▸ **OBJECTIVE**
In the crop registration text, what percentage of the greenhouse area falls where registration fields would not typically be set up?

▸ **GIVEN TEXT**
◇ ◇ ◇ ◇ ◇ ◇ ◇

For decades, crop registration has supported growers in measuring plant development and production and gauging crop response to climate. However, as greenhouses expand and time for crop walks to verify the data becomes harder, this method is demonstrating gaps. With profit margins narrowing, growers seek more comprehensive crop insights to inform their decisions, driving the need for innovative approaches to crop monitoring

Moving Beyond The Status Quo: A Critique of the Crop Registration Model

Exploring the practical implementation of manual crop registration with many growers has consistently revealed a discrepancy between its real-world application, and the intended purpose as a traditional resource. In fact, we’ve documented over a dozen different approaches all attempting to achieve the same goal – to find a true understanding of plant balance to inform many decisions.

Plant balance is derived from Crop Registration which is a manual practice of first measuring and then recording the vegetative and generative characteristics of a very small sample of plants. While intended to be a scientific method, the data shows it suffers from limitations in accuracy and confidence regarding its representation of the entire population. Rarely do samples account for the areas of the greenhouse that challenge growers the most such as gables or other microclimates where production losses are known to occur.

Typically, registration fields are positioned centrally within rows to avoid these problematic areas, yet the resulting data often fails to incorporate them. Looking at the data, the greenhouse map below illustrates the areas where crop registration fields would not typically be set up in order to avoid influences like gables and post rows throughout the duration of the crop; this accounts for 52% of the greenhouse area. Without considering the time it takes to measure a plant by hand, it is difficult to understand why we would avoid more than half of the greenhouse area for sampling. Then subsequently make assumptions about the performance and status of the crops in those areas.

After examining the crop registration processes among many medium to large-scale growing operations indicates 2 major issues with traditional practices - sampling and methodology. While many ag-tech companies have advocated for the importance of this quantitative process and attempted to support improvements in methodology in the form of SOP development and digital recordkeeping, they only address half the issue due to the statistical significance problems with sampling. Doing this ignores the possibilities beyond traditional manual data collection.

◇ ◇ ◇ ◇ ◇ ◇ ◇

▸ **PROVIDED MATERIAL**
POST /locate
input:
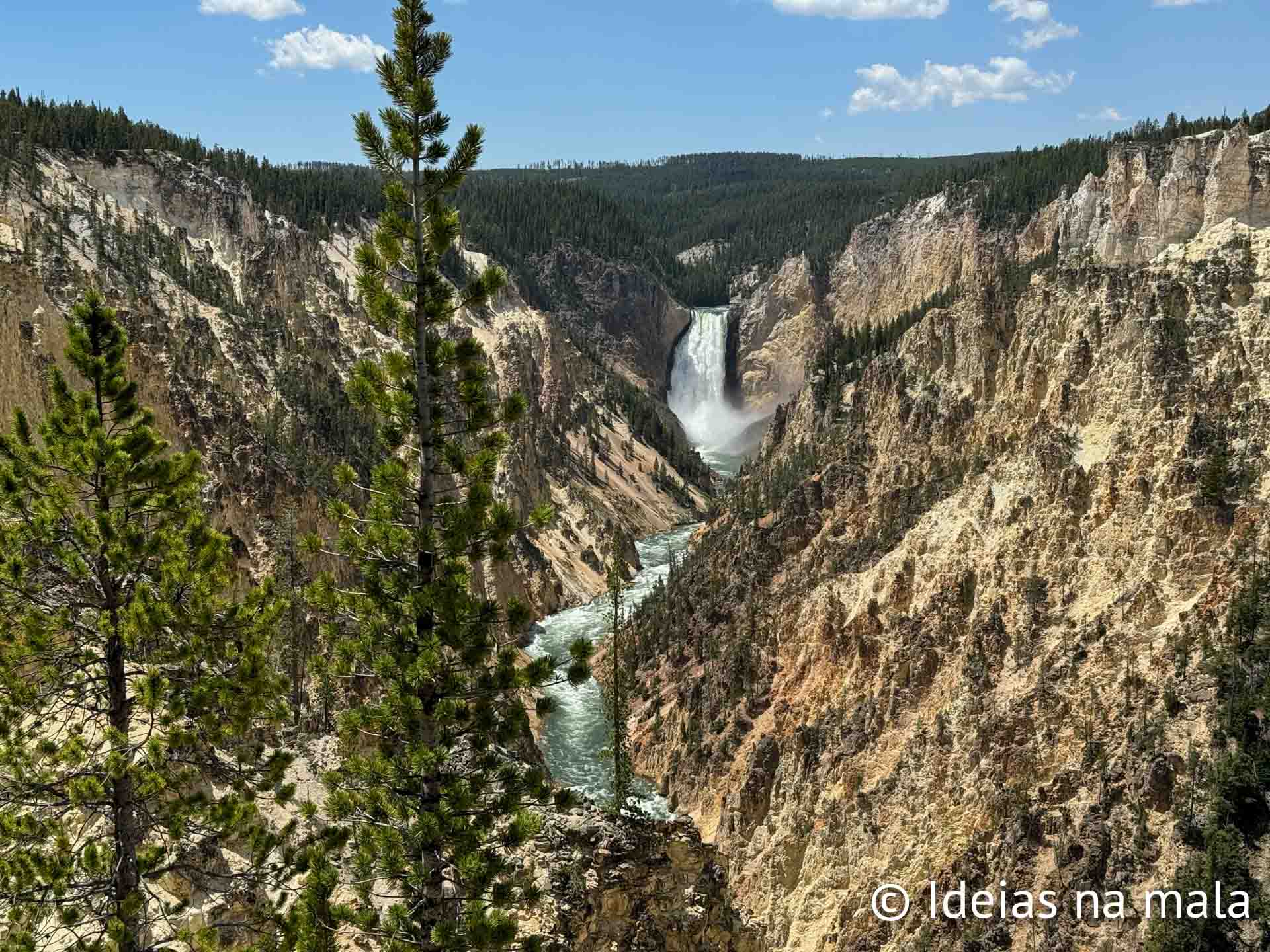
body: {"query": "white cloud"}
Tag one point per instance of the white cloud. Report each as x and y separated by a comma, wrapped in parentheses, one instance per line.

◇ ◇ ◇ ◇ ◇ ◇ ◇

▸ **TASK RESULT**
52%